**ÉNONCÉ DU PROBLÈME:**
D'après la critique des entretiens avec Lewis Trondheim, répondez s'il vous plaît aux trois questions suivantes :
(a) Qui a recueilli les confidences de l'auteur ?
(b) En quelle année Lewis Trondheim a-t-il obtenu le Grand prix de la ville d'Angoulême ?
(c) En combien de chapitres la transcription des échanges est-elle découpée ?

**BLOC DE TEXTE:**
06/04/2020 4642 visiteurs 7.4/10 (5 notes)

« La crainte que j’exprimais dans Désœuvré est toujours là : celle de faire l’album de trop. Je sais bien que tous les livres que j’ai écrits ne sont pas également réussis, et certains pensent sans doute que j’ai déjà atteint ce stade-là. Soi-même, on ne le sait pas, et notre entourage ne nous le dira pas forcément. Donc il vaut mieux se fixer une date de préremption. (un temps.) Je me fixe une échéance pour rester dans une forme de vigilance. Peut être est-ce de l’orgueil, après tout, de ne pas accepter qu’on puisse devenir moins bon. Peut être n’est-ce pas si grave que ça.  » Entretiens avec Lewis Trondheim, l’Association, page 80.

Pas toujours à l’aise avec l’exercice, Lewis Trondheim décline les entrevues d’Hugues Dayez, destinées à la parution de La nouvelle bande dessinée (2002, Niffle) tout en réalisant la première de couverture. Dix-huit années plus tard, il est temps pour l’intéressé d’oser confier les points clefs d’une carrière exceptionnelle. D’autant que l’auteur se plaît à raconter à qui mieux mieux qu’il cessera de publier à l’aube de ses soixante printemps.

Historien et théoricien de la bande dessinée (En chemin avec Baudoin, PLG, 2008 ; M. Töpffer invente la bande dessinée, Les Impressions nouvelles, 2014 ; Gotlib : un abécédaire, Les Impressions nouvelles, 2019), Thierry Groensteen a eu le privilège de recueillir les indiscrétions du bédéiste. Le journaliste maîtrise parfaitement son sujet et interroge précisément son interlocuteur. Il ne masque pas ses doutes concernant des titres et critique tant la rythmique de Walter que l’explication finale de L’Accélérateur atomique, voire l’absence de colorisation de l’Île Bourbon, 1730. Un ping-pong agréable s’installe entre les deux personnalités, même si le bouillonnant Grand prix de la ville d’Angoulême de 2006 doit, parfois, être canalisé par des suggestions chronologiques.

La transcription des échanges a été découpée en douze chapitres retraçant les grandes étapes de son parcours, de l’itération iconique des années de formations à l’apprentissage de la couleur aux travers de la série Les Petits Riens, de l’autobiographie à la fiction, du fanzine Approximate Continuum Comics Institute H3319 à la collection Shampoing de la maison Delcourt, en passant par la fondation de l‘Association. En outre, le recueil est agrémenté des témoignages de fidèles collaborateurs (Harry Morgan, Jean-Pierre Duffour, Matthieu Bonhomme, Appolo, Brigitte Findakli, Nicolas Kéramidas, Joann Sfar, Obion, Jochen Gerner, Mathieu Sapin, Stéphane Oiry et Hubert Chevillard). Ces marques d’affection décrivent un personnage aux antipodes de l’image qui lui colle à la peau. Timide, Lewis Trondheim s’est créé une carapace élevant le cynisme au rang d’art et entretenant de détestables relations à l’endroit des journalistes. Pourtant, l’homme se révèle doux et prévenant, joueur et engagé auprès des générations futures. Par ailleurs, au gré de la conversation d’autres dessinateurs et scénaristes sont cités au titre de leurs influences, mais également eu égard à la camaraderie du milieu, n’en déplaise à ses détracteurs. De même, des lieux emblématiques sont abordés, l’école Émile Cohl, l’atelier Nawak et celui des Vosges. De quoi rassasier les attentes des badauds bien familiarisés au monde des bulles.

**DONNÉES RECUEILLIES:**
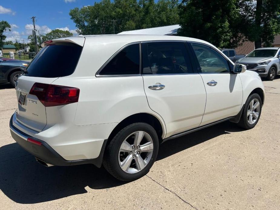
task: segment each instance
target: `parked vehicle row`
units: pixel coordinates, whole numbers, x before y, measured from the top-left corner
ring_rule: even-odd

**CORRIGÉ DE L'EXERCICE:**
(a) Thierry Groensteen.
(b) En 2006.
(c) En douze chapitres.